Parts of the exercise =
(1) Answer these questions using the summary of fetal and infant deaths:
(a) How many infant deaths were registered in 2005?
(b) What percentage of early neonatal deaths in 2005 occurred within 24 hours of life?
(c) What share of all infant deaths did Māori infant deaths account for?
(2) Reproduce the passage of the summary of fetal and infant deaths that starts at the words "Key facts from" and ends after the words "have remained steady.".

Reading text =

---

02 September 2009
Annual statistical publication that collates and analyses information on the causes of fetal and infant deaths registered in New Zealand.
Key facts from the publication:
Fetal and Infant Deaths 2005: Key Facts
- There were 697 fetal and infant deaths in 2005.
- In 2005, 294 infant deaths were registered (5.0 deaths per 1000 live births). There were 403 fetal deaths in 2005 (6.8 deaths per 1000 total births).
- Post-neonatal death rates have decreased slightly over the past decade while neonatal (from birth to 27 days after birth) death rates have remained steady.
- In 2005, 36 percent of early neonatal deaths were where the baby died within 24 hours of life.
- Māori infant deaths (114 deaths) accounted for 38.8 percent of all infant deaths.
- Overall, the Māori infant death rate has been decreasing since 1996; the most significant decrease has been for the Māori post-neonatal death rate.

---

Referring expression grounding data
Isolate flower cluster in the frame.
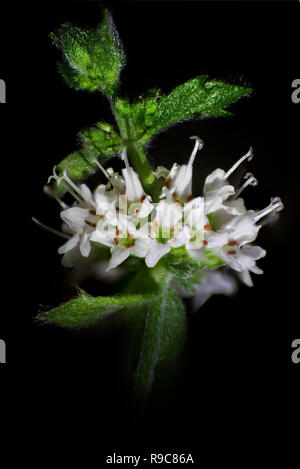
[48,137,283,286]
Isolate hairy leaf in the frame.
[52,122,121,193]
[116,75,251,143]
[51,10,125,96]
[37,290,151,328]
[135,269,185,399]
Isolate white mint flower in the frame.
[37,137,283,291]
[91,214,151,270]
[158,136,204,203]
[145,200,190,267]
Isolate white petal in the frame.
[172,164,193,198]
[107,248,130,270]
[145,239,171,267]
[80,232,91,257]
[192,270,237,310]
[171,226,191,248]
[155,200,182,228]
[203,168,226,194]
[58,233,79,254]
[137,198,154,218]
[239,270,253,287]
[80,184,95,206]
[227,210,260,246]
[129,238,152,257]
[242,245,267,260]
[90,229,116,247]
[122,168,144,202]
[60,207,89,233]
[61,248,81,268]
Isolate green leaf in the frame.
[115,75,251,144]
[149,75,251,134]
[81,122,122,155]
[135,267,185,400]
[37,290,151,328]
[51,10,125,96]
[56,122,122,193]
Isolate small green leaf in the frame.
[37,290,151,328]
[81,122,122,157]
[149,75,251,134]
[55,122,122,194]
[135,267,185,400]
[51,10,125,96]
[116,75,251,144]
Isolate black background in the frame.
[0,1,300,465]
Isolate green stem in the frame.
[111,101,158,198]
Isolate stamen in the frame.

---

Written responses =
(1)
(a) 294
(b) 36 percent
(c) 38.8 percent

(2)
Key facts from the publication:
Fetal and Infant Deaths 2005: Key Facts
- There were 697 fetal and infant deaths in 2005.
- In 2005, 294 infant deaths were registered (5.0 deaths per 1000 live births). There were 403 fetal deaths in 2005 (6.8 deaths per 1000 total births).
- Post-neonatal death rates have decreased slightly over the past decade while neonatal (from birth to 27 days after birth) death rates have remained steady.